* [Task details] Please set down, unchanged, everything in the entries from the line containing "Every instance of the pale" down to the line containing "pixel 101 35", with both of those lines included.
►
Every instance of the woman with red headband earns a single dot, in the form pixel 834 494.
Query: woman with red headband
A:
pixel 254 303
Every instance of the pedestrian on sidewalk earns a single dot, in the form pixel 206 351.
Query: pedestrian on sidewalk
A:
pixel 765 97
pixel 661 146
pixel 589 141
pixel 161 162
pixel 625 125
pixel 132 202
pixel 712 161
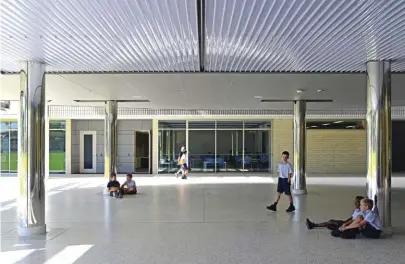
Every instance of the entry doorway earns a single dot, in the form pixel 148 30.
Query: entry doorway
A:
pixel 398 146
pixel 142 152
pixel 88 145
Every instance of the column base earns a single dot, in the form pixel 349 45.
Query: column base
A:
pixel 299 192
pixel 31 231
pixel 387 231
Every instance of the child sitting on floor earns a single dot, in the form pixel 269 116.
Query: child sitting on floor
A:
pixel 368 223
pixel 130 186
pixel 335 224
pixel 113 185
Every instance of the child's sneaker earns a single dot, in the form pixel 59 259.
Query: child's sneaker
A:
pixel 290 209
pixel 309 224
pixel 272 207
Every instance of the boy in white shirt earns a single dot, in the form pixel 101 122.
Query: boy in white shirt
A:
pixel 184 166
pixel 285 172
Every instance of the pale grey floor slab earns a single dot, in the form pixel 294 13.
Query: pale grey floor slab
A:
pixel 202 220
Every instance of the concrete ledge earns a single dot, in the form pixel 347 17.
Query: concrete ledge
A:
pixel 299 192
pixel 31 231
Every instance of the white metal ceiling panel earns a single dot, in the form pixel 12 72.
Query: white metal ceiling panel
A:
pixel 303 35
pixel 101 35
◄
►
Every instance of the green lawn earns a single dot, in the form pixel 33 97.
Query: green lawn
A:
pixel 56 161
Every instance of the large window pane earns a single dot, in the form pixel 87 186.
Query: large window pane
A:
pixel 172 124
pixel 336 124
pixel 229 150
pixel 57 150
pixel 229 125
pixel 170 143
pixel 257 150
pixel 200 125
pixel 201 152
◄
►
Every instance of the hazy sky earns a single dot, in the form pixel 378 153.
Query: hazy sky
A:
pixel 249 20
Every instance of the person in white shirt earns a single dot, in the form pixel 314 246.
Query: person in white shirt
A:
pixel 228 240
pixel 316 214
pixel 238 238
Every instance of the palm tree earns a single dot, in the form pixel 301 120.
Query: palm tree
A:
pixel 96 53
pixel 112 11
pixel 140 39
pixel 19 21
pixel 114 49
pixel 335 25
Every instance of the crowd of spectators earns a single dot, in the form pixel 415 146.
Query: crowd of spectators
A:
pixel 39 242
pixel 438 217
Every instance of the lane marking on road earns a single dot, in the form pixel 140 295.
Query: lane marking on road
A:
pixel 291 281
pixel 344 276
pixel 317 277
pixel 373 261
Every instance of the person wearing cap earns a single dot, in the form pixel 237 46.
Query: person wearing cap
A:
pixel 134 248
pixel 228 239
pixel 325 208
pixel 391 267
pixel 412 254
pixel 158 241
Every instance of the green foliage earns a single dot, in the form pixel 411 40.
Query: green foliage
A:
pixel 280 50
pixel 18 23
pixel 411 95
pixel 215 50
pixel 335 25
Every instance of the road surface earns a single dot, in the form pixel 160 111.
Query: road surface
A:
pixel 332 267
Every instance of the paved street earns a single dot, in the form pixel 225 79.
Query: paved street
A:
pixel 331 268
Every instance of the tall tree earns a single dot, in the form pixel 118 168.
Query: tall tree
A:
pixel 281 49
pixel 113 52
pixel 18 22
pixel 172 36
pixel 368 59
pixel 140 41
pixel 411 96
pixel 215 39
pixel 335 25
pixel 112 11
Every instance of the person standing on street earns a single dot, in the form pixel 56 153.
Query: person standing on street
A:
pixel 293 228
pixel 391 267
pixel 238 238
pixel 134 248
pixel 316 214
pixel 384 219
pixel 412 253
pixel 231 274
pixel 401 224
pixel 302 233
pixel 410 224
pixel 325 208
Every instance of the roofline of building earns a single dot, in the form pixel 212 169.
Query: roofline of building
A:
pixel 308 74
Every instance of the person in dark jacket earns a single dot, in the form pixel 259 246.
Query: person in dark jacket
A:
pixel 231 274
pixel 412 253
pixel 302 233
◄
* [Right answer]
Every instance of the pale grey floor slab earns a single dot, in the form pixel 294 13.
Query: pale grey floor slab
A:
pixel 202 220
Every instance of the concrete ledge earns a single dot, in the form pixel 347 17.
Query: concrete ledge
A:
pixel 299 192
pixel 31 231
Every instance of the white metal ceiling panel earns a single dot, in the form pixel 12 72.
Query: white metal ceiling panel
A:
pixel 303 35
pixel 101 35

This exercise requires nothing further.